_WHAT TO PRODUCE_
Swap "work boot" for "safety boot" in the lines from the very first one through the line containing "[499,740,525,763]", keeping everything else the same. Return only that stretch of lines.

--- EXTRACTED INFORMATION ---

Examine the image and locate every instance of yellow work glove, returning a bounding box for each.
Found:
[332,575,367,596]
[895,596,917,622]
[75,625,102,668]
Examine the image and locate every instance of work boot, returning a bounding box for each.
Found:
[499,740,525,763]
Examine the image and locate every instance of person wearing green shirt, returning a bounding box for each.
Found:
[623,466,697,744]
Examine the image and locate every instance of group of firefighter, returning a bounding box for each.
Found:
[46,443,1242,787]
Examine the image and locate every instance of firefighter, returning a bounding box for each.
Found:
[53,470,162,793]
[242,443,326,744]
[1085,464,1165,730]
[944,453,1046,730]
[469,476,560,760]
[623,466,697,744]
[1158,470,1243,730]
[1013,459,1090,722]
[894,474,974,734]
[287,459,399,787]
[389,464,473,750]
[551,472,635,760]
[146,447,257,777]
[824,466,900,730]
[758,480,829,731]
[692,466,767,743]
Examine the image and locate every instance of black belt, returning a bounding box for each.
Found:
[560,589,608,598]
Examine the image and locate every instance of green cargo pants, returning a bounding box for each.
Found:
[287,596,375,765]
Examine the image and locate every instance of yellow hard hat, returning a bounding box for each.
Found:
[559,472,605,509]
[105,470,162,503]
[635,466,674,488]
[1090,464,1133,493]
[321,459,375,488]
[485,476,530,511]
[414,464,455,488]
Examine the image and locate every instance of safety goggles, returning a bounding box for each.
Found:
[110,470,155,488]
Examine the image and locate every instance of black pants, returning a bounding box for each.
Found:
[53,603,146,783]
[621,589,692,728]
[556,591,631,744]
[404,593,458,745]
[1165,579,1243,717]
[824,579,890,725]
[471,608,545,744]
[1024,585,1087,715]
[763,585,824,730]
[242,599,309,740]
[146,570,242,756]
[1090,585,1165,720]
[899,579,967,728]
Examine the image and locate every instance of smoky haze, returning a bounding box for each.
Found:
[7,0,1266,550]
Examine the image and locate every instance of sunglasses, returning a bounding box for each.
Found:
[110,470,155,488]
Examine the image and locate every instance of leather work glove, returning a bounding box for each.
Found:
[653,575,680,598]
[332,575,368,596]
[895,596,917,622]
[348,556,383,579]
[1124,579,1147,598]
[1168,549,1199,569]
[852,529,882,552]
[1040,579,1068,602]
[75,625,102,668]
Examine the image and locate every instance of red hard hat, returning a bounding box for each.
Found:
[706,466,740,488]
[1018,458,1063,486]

---

_TASK RESPONSE_
Examine the image and locate every instance of yellow work glove, returning a bounding box for each.
Found:
[332,575,367,596]
[895,596,917,622]
[75,625,102,668]
Examine the image and locate every instance of safety boot, returning a bounding box for each.
Found:
[499,740,525,763]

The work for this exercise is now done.